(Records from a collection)

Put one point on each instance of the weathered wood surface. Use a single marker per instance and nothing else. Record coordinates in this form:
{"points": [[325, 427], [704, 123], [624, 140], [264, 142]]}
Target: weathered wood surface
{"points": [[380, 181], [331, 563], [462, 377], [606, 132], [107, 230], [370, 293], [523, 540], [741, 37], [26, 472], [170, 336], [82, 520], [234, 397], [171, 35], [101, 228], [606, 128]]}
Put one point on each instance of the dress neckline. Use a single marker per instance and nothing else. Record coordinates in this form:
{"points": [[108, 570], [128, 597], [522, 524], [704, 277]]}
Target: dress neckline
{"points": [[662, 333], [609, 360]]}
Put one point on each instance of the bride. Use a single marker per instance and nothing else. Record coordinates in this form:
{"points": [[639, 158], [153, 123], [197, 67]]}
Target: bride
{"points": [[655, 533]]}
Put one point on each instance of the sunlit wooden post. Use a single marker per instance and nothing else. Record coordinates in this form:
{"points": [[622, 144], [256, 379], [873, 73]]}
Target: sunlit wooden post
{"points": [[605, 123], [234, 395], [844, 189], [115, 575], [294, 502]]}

> TASK STATEMENT
Please filter the entries for the word "coordinates" and copy the lines that have it.

> FINISHED TASK
Put one point on each instance of the weathered wood surface. Use a single marker per instance and nothing else. Record coordinates in this form:
Put one point on each instance of the dress neckline. Use a single marker per instance and nothing else. Record coordinates in this form:
Put one point on each instance of the bride. Use a single marker per instance and nothing else. Record coordinates in this form:
Put one point on each instance of the sunlit wooden post. Use a single marker per instance and nothing else. Record coordinates in this form:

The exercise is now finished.